--- What you are asked to do ---
Find each line in the entries below that contains the string "hand" and copy it out. Case counts, so uppercase and lowercase letters must match.

--- Supplied material ---
◇ ◇ ◇ ◇

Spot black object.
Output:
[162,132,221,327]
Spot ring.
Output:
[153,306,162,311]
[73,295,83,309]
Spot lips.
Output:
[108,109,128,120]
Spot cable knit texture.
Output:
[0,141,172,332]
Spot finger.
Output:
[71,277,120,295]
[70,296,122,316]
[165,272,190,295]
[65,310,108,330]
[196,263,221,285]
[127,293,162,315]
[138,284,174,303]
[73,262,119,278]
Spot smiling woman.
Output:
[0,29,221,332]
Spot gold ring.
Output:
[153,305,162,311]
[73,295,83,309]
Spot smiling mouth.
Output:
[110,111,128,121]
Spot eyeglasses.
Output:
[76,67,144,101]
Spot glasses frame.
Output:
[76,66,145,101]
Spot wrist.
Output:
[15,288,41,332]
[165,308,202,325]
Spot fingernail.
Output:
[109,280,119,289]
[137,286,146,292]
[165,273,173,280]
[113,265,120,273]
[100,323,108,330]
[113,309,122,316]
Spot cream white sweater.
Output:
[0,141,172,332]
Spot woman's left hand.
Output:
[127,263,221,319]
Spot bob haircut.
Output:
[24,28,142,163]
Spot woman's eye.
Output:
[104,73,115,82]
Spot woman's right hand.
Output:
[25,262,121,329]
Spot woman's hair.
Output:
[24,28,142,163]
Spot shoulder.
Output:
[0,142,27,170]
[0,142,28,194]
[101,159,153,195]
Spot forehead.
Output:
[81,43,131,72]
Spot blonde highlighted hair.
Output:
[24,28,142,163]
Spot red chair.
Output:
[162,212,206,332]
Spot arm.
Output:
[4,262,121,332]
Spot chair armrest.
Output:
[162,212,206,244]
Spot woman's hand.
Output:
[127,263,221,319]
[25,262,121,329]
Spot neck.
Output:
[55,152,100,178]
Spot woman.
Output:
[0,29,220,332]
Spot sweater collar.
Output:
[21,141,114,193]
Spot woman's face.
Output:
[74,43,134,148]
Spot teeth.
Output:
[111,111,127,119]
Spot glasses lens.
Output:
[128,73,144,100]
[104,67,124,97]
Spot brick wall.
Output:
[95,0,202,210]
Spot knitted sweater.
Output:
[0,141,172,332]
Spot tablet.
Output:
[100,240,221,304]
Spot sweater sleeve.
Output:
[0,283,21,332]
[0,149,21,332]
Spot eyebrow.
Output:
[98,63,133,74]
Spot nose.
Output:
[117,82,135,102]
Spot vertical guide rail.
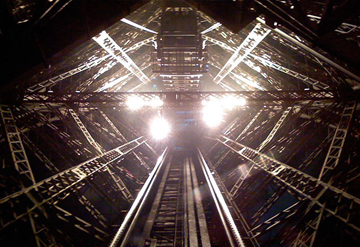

◇ ◇ ◇ ◇

--- Expected output ---
Spot woman's left hand.
Spot woman's right hand.
Spot woman's hand.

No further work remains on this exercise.